*** Text to read

In my blog “The Invisible Lead Balloon”, I highlighted a number of informed strategies that could be used to maintain engagement for learning. Once you feel confident employing these strategies, the next thing is to question, then decide, which are best to ensure children are engaged with learning.
It is important to note that engagement doesn’t always result in ‘noise’; children can be fully engaged and immersed whilst silent. Through one of my regular, thought provoking conversations with @RumblesCandyce, we posed the analogy of learning being ‘electrical currents’. We all use and rely on many appliances that are powered by electricity. When you plug an appliance/ device into the wall, you know it is receiving electrical current to charge and/or operate it despite not being able to actually see the current. But you still know it is happening. For us, this is learning in action.
Below, I provide some images that could be useful for teachers to refer to when evaluating teaching and learning in their classroom.
With the teacher being the electrical source and the children acting as the conductors, our ultimate goal is to ensure we create, establish and maintain strong, healthy, positive pathways (connections if I may) to allow the electrical current (learning) to flow. The teacher checks for understanding, thus, completing the circuit.
Small sparks: Where teachers may begin
Consider Figure 1. A teacher delivers the input, interacts with one or two children (often the more confident ones) within their line of sight, and patrols only up and down the middle corridor of the class. Only a few sparks for learning may be happening.

******
*** Data provided

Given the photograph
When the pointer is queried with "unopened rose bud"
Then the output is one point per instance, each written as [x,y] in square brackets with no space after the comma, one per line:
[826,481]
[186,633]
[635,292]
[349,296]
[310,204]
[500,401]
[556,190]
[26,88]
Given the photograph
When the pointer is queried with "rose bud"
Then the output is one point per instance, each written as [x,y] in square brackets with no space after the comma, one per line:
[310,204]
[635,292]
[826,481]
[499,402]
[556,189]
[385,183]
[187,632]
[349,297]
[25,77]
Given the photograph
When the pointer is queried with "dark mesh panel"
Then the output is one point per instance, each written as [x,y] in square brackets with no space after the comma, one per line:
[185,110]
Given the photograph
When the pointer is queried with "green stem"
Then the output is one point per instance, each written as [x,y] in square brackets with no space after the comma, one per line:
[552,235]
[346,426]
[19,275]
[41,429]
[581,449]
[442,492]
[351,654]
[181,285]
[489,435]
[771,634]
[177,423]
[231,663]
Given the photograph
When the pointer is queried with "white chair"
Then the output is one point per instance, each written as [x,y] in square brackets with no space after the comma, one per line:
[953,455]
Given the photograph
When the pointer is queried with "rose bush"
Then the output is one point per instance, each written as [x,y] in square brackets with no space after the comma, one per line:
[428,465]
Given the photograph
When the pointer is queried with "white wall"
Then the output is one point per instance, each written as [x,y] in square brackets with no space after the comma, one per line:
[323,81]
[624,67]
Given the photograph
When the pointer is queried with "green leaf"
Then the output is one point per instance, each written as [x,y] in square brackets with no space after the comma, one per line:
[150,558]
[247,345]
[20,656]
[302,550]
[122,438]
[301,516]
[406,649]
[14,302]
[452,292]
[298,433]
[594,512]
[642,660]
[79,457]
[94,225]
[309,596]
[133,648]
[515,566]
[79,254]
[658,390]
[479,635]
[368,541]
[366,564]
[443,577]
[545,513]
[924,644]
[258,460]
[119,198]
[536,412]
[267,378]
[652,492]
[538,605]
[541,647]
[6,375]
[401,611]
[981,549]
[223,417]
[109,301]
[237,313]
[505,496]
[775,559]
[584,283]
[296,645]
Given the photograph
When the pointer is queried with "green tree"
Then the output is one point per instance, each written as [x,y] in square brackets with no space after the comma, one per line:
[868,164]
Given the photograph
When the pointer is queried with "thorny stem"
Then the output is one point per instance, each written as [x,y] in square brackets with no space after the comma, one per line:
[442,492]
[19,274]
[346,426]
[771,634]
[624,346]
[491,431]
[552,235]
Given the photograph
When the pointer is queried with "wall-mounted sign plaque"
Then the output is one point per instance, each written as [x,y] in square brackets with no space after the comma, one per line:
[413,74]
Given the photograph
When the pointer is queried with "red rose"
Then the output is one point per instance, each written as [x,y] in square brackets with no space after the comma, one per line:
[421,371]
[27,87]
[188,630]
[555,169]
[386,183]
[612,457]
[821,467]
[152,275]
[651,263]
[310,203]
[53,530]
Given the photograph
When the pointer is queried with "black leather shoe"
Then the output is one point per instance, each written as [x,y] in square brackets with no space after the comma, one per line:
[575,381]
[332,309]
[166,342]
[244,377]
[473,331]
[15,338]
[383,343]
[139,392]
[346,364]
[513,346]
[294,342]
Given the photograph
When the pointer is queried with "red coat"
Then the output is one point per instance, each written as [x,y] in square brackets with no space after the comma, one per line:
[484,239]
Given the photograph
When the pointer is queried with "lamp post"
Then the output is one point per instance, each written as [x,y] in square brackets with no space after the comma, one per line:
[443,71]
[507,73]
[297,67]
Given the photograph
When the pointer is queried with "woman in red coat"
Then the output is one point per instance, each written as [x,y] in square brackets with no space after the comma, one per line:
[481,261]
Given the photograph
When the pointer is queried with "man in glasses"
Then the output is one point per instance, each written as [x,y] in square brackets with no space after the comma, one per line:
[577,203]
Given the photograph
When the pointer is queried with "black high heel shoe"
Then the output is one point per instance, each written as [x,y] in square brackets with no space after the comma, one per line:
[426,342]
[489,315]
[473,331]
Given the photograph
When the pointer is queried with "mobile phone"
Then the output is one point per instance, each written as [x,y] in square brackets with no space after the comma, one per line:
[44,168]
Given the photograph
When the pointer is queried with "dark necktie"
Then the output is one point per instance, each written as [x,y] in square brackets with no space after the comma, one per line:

******

Exercises to complete:
1. Using the text on classroom engagement, decide whether each statement agrees with it. Answer yes or no, and quote the deciding words. (a) Children can be fully engaged while remaining silent. (b) In the analogy, the children serve as the electrical source. (c) In Figure 1, the teacher moves through every part of the classroom.
2. In the text on classroom engagement, what action completes the circuit?
3. Go on with the text on classroom engagement from the point where it stops.

Answer set:
1.
(a) Yes: "children can be fully engaged and immersed whilst silent"
(b) No: "With the teacher being the electrical source and the children acting as the conductors"
(c) No: "patrols only up and down the middle corridor of the class"

2. The teacher checks for understanding.

3.
The teacher may use this small sample to inform whether there is a good level of understanding and whether their input is being interpreted as intended. As Dylan Wiliam explains in ‘What Does This Look Like in the Classroom’ (Hendrick and Macpherson, 2017), a “more serious issue, is that teachers are making decisions about what to do next with a class based on evidence only from confident students”. This would skew the validity of their assessment.
Being simply aware of our eye movements in the class can be a great starting point when improving practice.
Hendrick and Kirschner (2020) in ‘How Learning Happens’ highlight the work from Van Den Bogert (2016) where eye-movements of an expert and a novice teacher are tracked: “the larger the spot the longer the gaze; also, the opacity of the centre gives the intensity…” Without seeing the image example, the spots are representing all parts of the room, demonstrating the difference that experts tend to be able to scan the room frequently, not just glancing, and then zooming in to every child to check for understanding at different points.
More sparks: progress
Here in Figure 2, we now see the teacher begin interacting with pupils outside their centre line of sight. By interacting and checking for understanding from the front and other angles of the classroom, the teacher can gather a broader picture and spark further thought for learning. This encourages more actives learners (solid green) and influences those nearby (light green).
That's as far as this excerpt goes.